» Data shown
━━━━━━━━
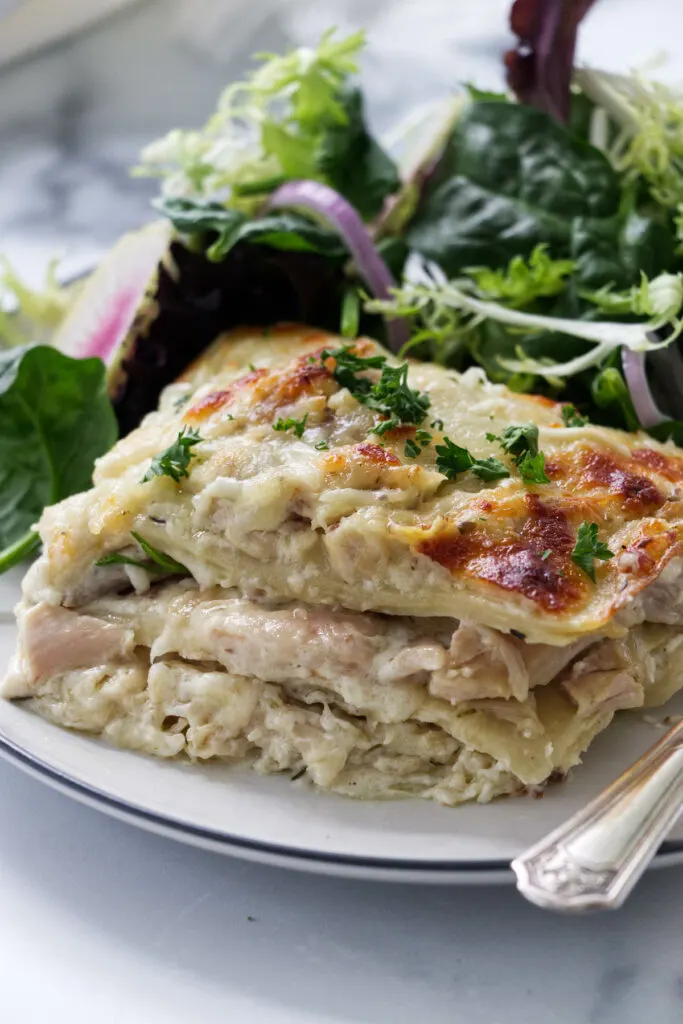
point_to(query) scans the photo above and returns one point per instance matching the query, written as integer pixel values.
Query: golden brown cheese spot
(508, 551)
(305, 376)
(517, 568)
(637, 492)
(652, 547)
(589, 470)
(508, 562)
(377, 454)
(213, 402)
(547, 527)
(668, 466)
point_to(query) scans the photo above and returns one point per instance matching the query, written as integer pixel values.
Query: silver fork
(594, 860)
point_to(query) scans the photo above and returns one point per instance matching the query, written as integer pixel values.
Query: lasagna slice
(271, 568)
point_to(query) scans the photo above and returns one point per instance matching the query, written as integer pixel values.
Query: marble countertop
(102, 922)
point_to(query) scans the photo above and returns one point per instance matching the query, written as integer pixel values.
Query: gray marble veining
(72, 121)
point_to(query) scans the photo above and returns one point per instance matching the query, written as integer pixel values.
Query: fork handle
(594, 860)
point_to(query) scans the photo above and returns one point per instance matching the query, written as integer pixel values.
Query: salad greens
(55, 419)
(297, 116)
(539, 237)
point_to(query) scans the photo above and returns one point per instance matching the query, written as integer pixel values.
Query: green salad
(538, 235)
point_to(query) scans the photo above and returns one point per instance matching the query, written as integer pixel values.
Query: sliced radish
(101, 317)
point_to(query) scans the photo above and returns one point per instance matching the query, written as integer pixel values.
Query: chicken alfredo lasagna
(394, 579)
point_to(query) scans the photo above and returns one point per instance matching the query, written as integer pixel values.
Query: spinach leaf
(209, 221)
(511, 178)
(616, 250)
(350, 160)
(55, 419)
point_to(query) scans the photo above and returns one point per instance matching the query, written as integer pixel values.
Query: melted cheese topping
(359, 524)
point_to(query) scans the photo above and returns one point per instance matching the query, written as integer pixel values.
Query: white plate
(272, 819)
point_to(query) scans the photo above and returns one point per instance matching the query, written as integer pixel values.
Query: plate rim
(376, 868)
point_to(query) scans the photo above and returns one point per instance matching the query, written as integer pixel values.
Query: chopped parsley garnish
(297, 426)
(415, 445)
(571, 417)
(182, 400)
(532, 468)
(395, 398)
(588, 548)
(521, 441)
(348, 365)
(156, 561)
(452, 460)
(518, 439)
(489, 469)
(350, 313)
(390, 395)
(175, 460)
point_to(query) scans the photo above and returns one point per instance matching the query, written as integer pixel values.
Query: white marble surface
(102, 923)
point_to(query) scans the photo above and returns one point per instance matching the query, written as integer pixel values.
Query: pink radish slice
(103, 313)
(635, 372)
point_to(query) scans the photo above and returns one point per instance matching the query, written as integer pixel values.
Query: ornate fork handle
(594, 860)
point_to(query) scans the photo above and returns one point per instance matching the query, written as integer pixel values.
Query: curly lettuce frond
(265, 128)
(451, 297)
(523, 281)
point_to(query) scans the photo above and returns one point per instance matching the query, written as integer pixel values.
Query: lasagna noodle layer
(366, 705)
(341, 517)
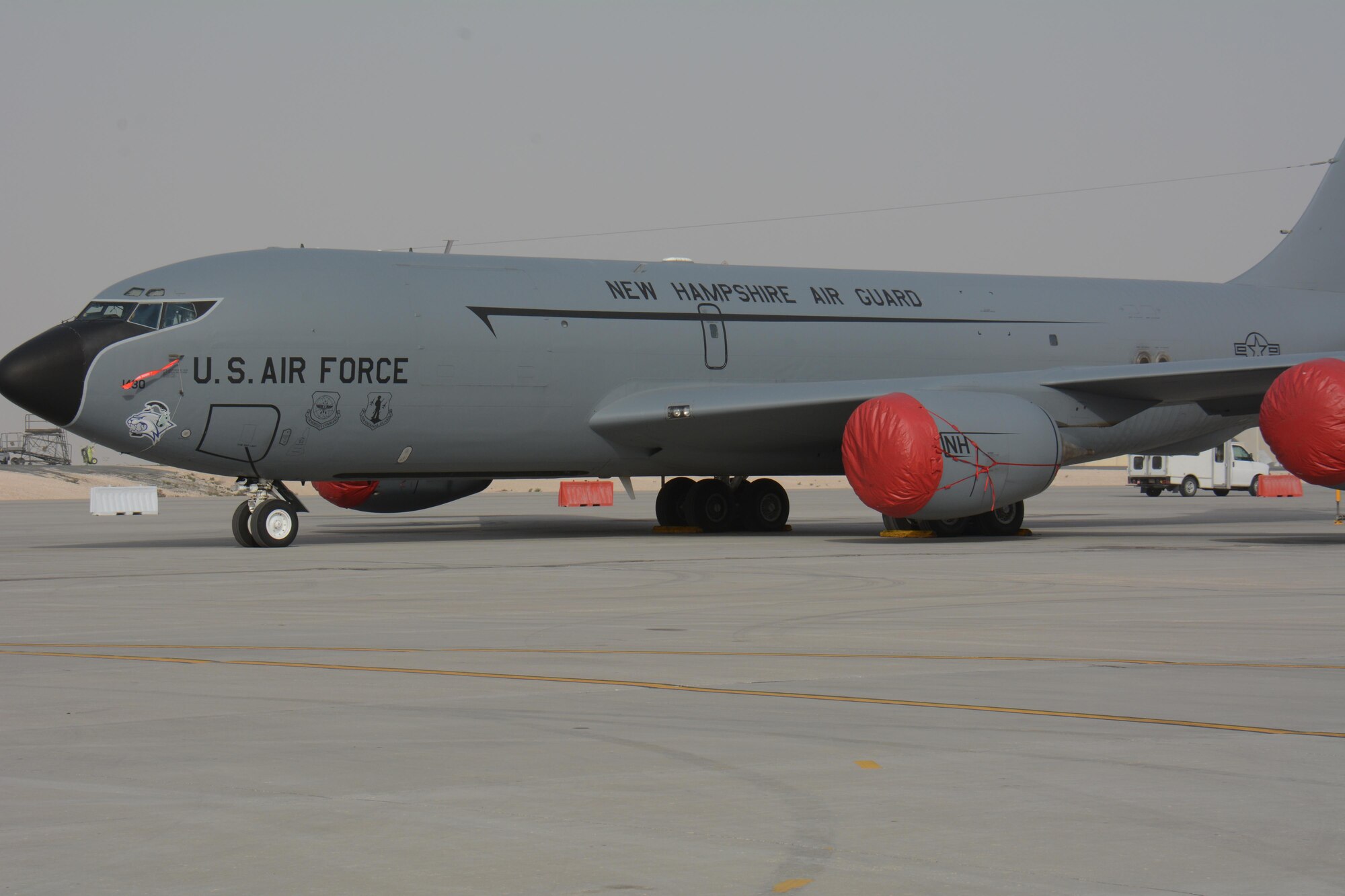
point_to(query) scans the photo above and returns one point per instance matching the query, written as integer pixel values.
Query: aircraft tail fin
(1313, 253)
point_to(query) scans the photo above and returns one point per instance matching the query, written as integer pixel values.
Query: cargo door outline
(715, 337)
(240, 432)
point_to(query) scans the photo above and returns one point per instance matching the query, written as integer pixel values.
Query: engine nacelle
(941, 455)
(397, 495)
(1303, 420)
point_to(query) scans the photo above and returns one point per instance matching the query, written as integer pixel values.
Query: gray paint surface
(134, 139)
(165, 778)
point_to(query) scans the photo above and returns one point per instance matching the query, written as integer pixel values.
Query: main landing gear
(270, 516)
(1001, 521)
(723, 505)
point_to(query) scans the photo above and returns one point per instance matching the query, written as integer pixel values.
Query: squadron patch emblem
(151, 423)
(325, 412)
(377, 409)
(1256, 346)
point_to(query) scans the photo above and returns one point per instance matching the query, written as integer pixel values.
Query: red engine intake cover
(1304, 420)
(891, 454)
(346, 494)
━━━━━━━━
» Your task
Your copy should match the entries exactly, minus the pictures.

» Result
point_to(query) scans the photo above and returns one point per instance matching the query, written as integer pixel values.
Query: golden brown cheese spot
(508, 551)
(305, 376)
(517, 568)
(637, 492)
(652, 547)
(589, 470)
(508, 562)
(377, 454)
(213, 402)
(547, 527)
(668, 466)
point_to(query) scans the photo above and returns one point per instance matching the query, written as integer pixel values.
Query: silver fork
(594, 860)
point_to(query) scans the photo above and returns one point per instance matching the query, written as integer pixel values.
Query: lasagna slice
(271, 568)
point_to(query) scans the photo above and returns one point per instance matching the query, written as integer pixel values.
Query: marble countertop
(102, 922)
point_to(query) scans the photo above and returns one point per instance matching the query, written as integer pixel values.
Query: gray marble veining
(72, 121)
point_to(query) scans the photo above and returns one point per instance matching the query, written as integer pixel values.
Query: fork handle
(594, 860)
point_to(query) scans the photo above and returns one point per instance matching the query, written as integer pixel values.
Query: salad greens
(55, 419)
(297, 116)
(539, 237)
point_to(query) scans the photo above and returns one point per instance matching the query, written as integer pixel values.
Query: green salad
(538, 235)
point_to(query) scans the photo above and returns one point per instance matching the query, written as integer pixel values.
Query: sliced radish
(101, 317)
point_to(query) scans the photo above and returns one point per instance matching the query, written as integer pixel values.
Query: chicken alfredo lasagna
(394, 579)
point_to(query) scans the photo above and returns one point per instance matching the query, written as integer pixel values.
Query: spinach leaf
(209, 221)
(511, 178)
(616, 250)
(350, 160)
(55, 419)
point_to(query) scans the photo above and returns one point per instance matching the query, written as integer pixel values.
Query: melted cheese topping
(359, 524)
point_to(query) scans the photo above and returns one point per instance matching the query, written as integer pixel values.
Query: white plate
(272, 819)
point_to(query) scans the photo above and returns one point per instance matching the query, written as integer pixel values.
Query: plate rim
(376, 868)
point_to(query) scans the photo above and returns one point per instance matching the query, written as integer pixel values.
Query: chopped parsley garnish
(297, 426)
(415, 445)
(571, 417)
(182, 400)
(532, 468)
(395, 398)
(588, 548)
(521, 441)
(348, 365)
(156, 561)
(452, 460)
(518, 439)
(489, 469)
(350, 313)
(390, 395)
(175, 460)
point_to(query) scans the photo above and returns one point per instance matching the query, written as integer pixel values.
Query: white marble surface
(102, 923)
point_to(query) scans the photo above and returns one point per instance matching the query, written as integer pixel values.
Query: pink radish slice
(103, 313)
(635, 372)
point_to(query) scans the photo above and returns one point per instance matching the query, written as integer pixel values.
Query: ornate fork handle
(594, 860)
point_to(query) scans the photo above and returns one point per instance matching the query, written as integer pixel values.
Query: curly lettuce frond
(265, 128)
(451, 297)
(523, 281)
point_to(query) scans the photo above and returns one point per instance matching the query, written as integer pixel values.
Query: lasagna noodle layer
(366, 705)
(341, 517)
point_to(query) scans the photo above and returns one point per instance matching the query, written as integer pixel values.
Query: aircraft tail fin
(1313, 253)
point_to(query) scans the photo above and returns one point per instance matching the query, written as integer pixel values.
Query: cargo door outline
(715, 337)
(240, 432)
point_to(query) scans the photo above and returns one point per instance matching the query, written as integer pixel values.
Query: engine nacelle
(941, 455)
(397, 495)
(1303, 420)
point_to(query) scans the photo above and returns one point per instance matching the query, written as integer pixel values.
Query: gray paint surface
(134, 139)
(165, 778)
point_to(query) scans the photo above and returns one point per instance matching the query, written as integer pixel values.
Query: main landing gear
(270, 516)
(1001, 521)
(723, 505)
point_to(query) scans the photo above and returns one point per instance matching the query, written as integer pixel values.
Query: squadron patch emblem
(151, 423)
(325, 412)
(377, 409)
(1256, 346)
point_to(query) scans the photo above and returns one point per instance matching the query, written as integer pixel values.
Query: red engine intake cover
(1304, 420)
(891, 454)
(346, 494)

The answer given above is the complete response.